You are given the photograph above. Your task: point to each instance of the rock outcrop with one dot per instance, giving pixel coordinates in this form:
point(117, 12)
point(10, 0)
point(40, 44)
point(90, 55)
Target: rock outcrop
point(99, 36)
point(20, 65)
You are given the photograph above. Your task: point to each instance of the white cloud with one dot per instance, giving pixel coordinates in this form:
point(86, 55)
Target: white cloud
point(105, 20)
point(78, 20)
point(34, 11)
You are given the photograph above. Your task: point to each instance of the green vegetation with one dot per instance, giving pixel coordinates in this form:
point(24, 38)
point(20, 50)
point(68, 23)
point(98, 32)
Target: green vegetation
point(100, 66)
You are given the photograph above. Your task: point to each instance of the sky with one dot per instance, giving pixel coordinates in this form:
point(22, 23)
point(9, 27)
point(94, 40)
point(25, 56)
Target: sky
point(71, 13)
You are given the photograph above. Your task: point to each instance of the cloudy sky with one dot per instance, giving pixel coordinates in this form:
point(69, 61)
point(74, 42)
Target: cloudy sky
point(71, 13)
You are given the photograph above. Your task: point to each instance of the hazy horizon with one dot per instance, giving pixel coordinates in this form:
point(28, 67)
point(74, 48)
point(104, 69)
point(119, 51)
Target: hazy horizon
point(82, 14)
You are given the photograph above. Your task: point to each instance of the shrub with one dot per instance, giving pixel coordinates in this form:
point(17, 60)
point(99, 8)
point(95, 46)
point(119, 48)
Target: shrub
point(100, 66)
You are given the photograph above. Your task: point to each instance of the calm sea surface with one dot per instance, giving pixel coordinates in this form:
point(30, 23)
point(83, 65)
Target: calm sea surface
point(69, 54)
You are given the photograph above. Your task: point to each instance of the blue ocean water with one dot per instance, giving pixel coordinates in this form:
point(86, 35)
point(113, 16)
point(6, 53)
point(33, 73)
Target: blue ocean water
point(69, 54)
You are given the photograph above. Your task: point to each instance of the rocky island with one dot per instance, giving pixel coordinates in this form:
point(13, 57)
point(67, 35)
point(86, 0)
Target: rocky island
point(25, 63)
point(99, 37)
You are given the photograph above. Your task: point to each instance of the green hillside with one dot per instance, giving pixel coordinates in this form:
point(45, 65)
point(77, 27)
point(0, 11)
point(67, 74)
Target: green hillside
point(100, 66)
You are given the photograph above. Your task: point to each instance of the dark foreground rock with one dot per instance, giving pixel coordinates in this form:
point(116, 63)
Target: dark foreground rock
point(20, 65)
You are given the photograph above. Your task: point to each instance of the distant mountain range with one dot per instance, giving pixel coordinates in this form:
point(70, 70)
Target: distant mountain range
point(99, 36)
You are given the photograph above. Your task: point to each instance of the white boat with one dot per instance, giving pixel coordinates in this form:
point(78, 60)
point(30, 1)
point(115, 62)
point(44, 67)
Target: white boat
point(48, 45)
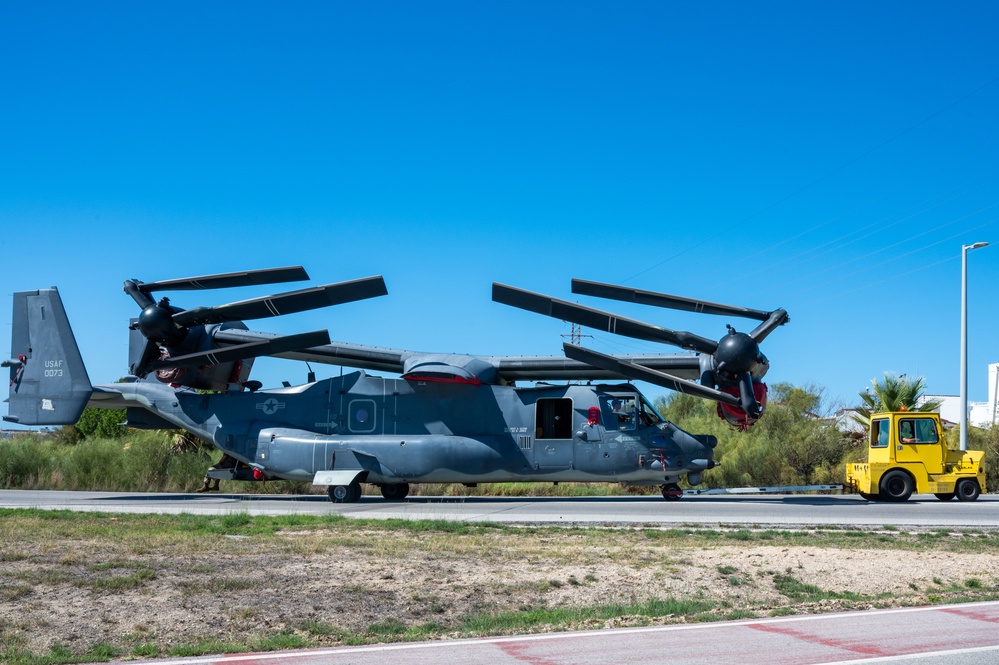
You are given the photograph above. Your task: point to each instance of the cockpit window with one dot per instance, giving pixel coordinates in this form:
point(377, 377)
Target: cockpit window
point(649, 414)
point(620, 411)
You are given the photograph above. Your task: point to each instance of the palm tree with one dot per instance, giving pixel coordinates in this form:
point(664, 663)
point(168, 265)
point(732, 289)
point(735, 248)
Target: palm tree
point(892, 394)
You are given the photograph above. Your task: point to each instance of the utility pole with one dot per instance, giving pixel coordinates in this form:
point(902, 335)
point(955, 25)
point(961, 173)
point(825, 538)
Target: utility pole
point(964, 340)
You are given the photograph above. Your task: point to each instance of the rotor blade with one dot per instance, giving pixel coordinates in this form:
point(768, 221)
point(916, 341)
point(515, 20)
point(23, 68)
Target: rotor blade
point(747, 398)
point(284, 303)
point(777, 318)
point(150, 352)
point(598, 320)
point(243, 351)
point(626, 294)
point(639, 373)
point(228, 280)
point(134, 289)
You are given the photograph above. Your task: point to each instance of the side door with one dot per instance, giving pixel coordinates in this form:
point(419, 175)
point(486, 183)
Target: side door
point(918, 442)
point(553, 433)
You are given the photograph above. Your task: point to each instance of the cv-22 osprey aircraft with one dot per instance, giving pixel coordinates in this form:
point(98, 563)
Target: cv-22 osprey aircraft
point(447, 418)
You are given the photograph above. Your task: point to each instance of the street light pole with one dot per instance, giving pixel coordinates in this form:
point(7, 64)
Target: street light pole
point(964, 340)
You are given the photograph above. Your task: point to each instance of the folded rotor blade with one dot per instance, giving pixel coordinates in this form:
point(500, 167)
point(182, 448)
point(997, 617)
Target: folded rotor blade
point(150, 352)
point(625, 294)
point(777, 318)
point(228, 280)
point(598, 320)
point(284, 303)
point(639, 373)
point(243, 351)
point(747, 398)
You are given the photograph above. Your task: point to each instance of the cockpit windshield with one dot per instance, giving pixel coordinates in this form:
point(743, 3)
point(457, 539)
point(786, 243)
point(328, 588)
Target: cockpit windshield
point(628, 411)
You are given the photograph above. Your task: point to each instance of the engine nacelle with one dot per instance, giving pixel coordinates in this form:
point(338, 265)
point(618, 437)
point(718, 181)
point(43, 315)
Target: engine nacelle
point(736, 416)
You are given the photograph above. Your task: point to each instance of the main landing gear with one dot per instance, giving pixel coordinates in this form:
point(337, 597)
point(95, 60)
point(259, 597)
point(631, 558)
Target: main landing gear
point(672, 492)
point(352, 493)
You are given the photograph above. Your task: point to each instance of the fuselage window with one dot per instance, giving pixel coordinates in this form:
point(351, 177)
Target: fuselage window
point(363, 413)
point(554, 419)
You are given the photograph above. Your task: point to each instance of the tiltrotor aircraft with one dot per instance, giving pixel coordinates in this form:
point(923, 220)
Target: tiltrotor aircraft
point(446, 419)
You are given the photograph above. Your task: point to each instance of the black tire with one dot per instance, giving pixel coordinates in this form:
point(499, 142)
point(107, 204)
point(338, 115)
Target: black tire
point(967, 489)
point(344, 493)
point(395, 492)
point(896, 486)
point(672, 492)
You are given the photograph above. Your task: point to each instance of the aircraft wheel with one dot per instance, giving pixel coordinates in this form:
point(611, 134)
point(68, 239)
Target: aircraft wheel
point(672, 492)
point(344, 493)
point(896, 486)
point(967, 490)
point(396, 492)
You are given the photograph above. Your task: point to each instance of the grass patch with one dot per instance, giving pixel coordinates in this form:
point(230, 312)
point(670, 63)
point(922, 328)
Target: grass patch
point(795, 589)
point(533, 618)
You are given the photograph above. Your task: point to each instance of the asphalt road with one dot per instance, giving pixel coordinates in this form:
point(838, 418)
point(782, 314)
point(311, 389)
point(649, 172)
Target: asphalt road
point(923, 511)
point(963, 634)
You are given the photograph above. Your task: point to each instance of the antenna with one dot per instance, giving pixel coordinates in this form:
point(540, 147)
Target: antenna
point(575, 337)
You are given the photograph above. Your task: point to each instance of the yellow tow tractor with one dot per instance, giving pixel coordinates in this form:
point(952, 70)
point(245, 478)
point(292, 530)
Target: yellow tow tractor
point(908, 453)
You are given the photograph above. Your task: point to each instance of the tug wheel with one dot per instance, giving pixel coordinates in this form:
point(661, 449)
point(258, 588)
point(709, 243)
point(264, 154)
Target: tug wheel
point(344, 493)
point(967, 490)
point(672, 492)
point(896, 486)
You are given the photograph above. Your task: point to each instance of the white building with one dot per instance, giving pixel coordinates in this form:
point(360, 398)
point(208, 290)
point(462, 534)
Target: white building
point(980, 414)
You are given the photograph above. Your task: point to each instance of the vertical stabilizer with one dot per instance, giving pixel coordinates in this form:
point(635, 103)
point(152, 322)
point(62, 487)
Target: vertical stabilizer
point(48, 381)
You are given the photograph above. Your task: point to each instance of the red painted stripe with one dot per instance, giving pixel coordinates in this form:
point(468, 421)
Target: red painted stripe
point(867, 650)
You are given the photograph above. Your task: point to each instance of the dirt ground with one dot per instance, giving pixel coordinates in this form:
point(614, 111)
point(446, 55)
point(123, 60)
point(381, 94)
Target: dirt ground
point(128, 592)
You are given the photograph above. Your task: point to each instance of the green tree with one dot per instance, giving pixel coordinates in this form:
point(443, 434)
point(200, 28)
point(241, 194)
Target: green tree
point(790, 445)
point(891, 394)
point(101, 423)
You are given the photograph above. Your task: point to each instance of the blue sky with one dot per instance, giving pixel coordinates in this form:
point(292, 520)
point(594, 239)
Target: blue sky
point(828, 158)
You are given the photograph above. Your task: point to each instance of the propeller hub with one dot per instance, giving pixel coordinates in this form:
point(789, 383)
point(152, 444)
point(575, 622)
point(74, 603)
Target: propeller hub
point(737, 353)
point(156, 324)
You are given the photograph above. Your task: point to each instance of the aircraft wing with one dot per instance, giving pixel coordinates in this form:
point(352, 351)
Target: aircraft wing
point(503, 368)
point(359, 356)
point(560, 368)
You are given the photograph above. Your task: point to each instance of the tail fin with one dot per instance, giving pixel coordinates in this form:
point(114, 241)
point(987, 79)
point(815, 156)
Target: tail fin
point(48, 381)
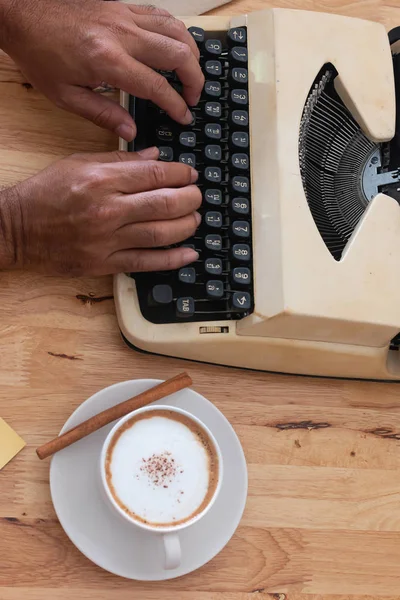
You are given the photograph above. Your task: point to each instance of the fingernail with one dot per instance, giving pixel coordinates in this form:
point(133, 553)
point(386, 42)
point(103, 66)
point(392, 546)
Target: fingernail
point(195, 103)
point(127, 132)
point(149, 152)
point(189, 255)
point(188, 118)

•••••

Assignment | Your answer should consist solely of the lines above from the line with "point(825, 538)" to the line with "point(23, 68)", both included, reproduced exactly.

Response area |
point(825, 538)
Target: utility pole
point(964, 340)
You are given the photograph above. Your task: point to each instance of the rotor blade with one dot per instance, giving pixel coordinates in this form:
point(768, 221)
point(916, 341)
point(515, 20)
point(23, 68)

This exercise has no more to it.